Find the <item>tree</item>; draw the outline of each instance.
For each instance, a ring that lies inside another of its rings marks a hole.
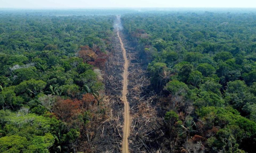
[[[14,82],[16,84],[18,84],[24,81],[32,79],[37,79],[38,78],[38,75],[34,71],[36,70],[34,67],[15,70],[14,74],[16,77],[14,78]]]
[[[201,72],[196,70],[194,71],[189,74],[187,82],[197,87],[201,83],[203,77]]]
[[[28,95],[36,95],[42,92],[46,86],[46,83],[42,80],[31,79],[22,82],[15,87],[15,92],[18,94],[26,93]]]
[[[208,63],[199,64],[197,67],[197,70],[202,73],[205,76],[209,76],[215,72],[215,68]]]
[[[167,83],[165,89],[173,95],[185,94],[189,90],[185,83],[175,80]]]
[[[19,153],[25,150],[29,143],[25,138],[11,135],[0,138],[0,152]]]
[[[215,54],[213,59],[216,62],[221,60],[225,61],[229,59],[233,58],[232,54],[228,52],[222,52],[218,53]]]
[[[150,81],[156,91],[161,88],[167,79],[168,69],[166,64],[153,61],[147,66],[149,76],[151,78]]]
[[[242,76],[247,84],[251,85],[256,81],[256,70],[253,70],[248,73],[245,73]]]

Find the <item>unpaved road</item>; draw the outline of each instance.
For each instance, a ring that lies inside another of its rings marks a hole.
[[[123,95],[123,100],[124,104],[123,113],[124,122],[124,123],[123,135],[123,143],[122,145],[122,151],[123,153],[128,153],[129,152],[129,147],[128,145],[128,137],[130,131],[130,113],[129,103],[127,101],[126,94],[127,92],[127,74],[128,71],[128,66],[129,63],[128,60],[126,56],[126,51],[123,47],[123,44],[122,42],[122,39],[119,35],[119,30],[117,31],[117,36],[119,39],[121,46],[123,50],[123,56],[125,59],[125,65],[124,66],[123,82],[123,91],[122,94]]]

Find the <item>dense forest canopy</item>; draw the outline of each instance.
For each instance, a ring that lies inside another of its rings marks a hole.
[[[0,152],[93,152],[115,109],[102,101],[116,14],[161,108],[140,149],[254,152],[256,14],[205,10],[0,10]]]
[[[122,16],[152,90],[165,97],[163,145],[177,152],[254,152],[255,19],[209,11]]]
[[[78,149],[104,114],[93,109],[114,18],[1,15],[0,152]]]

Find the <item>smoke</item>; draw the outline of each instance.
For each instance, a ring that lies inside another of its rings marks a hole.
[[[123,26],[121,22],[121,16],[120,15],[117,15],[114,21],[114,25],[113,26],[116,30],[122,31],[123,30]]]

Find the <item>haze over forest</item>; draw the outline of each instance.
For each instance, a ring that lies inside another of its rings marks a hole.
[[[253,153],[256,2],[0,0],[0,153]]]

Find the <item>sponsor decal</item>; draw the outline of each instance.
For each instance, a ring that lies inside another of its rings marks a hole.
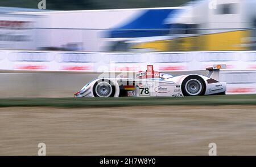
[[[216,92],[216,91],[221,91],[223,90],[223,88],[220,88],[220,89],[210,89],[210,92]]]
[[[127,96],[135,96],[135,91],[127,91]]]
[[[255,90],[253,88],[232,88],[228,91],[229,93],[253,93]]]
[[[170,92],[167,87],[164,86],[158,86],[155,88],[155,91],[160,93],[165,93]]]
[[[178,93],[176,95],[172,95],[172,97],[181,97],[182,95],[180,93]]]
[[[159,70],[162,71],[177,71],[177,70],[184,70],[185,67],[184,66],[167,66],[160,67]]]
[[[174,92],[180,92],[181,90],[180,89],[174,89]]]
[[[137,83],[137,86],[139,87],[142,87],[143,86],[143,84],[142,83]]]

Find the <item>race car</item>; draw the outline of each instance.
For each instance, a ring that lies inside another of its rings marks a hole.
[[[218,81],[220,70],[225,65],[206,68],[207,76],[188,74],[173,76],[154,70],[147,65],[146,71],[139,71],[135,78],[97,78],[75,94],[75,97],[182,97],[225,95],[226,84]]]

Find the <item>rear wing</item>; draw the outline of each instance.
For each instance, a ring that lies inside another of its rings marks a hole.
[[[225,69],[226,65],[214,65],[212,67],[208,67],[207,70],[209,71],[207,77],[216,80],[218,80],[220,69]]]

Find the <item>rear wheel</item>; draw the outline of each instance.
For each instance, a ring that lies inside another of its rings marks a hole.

----

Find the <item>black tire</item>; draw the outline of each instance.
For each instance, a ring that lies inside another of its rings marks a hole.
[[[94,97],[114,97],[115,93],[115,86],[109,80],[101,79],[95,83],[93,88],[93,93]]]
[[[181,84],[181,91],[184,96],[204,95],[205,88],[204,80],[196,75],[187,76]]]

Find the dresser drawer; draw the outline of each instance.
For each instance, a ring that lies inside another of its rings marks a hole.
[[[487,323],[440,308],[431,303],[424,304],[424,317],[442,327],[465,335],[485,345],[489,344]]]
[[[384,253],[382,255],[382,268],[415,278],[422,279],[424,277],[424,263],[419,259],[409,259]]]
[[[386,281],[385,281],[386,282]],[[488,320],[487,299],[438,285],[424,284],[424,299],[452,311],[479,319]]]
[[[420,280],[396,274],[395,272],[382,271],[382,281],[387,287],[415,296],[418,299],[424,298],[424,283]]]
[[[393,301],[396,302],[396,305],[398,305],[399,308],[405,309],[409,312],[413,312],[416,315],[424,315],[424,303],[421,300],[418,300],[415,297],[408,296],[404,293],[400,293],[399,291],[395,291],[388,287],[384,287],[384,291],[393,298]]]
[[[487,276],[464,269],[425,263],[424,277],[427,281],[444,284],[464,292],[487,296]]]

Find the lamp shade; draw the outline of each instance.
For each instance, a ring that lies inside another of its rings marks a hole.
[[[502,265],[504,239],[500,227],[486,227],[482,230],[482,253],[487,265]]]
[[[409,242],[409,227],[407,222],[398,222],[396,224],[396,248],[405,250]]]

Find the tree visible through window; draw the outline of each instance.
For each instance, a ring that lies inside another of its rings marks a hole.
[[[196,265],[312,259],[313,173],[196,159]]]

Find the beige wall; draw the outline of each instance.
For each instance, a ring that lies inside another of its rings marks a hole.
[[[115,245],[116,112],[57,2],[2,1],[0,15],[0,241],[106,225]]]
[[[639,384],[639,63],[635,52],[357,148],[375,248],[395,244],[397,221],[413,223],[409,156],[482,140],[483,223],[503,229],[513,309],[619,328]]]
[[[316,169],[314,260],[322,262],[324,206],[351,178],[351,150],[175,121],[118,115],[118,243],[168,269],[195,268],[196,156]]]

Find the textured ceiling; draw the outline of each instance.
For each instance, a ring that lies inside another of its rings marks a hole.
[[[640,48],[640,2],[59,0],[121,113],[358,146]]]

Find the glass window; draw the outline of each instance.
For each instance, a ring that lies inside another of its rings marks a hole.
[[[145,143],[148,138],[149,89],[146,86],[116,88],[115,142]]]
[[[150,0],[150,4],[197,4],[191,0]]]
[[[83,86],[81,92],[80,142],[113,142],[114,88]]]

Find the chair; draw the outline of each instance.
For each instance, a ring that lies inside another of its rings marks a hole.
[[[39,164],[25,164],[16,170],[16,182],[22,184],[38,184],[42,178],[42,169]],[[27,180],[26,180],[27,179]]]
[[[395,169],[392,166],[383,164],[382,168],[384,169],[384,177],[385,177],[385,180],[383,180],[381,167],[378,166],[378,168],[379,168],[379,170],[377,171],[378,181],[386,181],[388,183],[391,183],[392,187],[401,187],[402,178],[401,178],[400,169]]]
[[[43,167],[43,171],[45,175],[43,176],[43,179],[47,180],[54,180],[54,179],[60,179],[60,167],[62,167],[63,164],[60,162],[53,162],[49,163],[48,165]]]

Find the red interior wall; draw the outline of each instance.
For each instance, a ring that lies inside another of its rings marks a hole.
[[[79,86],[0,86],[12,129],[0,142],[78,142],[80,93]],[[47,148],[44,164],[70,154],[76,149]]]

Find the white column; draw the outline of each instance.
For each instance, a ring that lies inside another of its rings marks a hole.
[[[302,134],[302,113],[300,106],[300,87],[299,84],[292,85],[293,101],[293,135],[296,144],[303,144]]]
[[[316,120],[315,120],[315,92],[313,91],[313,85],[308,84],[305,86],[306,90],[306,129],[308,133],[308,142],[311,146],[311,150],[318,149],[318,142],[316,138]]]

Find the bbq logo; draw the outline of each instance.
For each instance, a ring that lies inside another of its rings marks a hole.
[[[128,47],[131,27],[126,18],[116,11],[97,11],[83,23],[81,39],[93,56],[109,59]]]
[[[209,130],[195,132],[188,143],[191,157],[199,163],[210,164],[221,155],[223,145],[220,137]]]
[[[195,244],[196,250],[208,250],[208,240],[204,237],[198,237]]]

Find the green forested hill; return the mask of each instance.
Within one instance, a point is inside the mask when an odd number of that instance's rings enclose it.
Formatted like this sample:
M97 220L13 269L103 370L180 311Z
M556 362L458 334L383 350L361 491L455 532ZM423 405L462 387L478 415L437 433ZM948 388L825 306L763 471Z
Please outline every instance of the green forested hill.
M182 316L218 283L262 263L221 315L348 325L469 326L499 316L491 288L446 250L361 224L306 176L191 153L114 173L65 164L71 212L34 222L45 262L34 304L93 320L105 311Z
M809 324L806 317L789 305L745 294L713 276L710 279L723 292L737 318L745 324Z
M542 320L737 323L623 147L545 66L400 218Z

----

> **YOUR OBJECTIVE**: Count the lines in the data above that contain the string "rear". Reply with the number alone.

> **ANSWER TO THE EXERCISE**: 2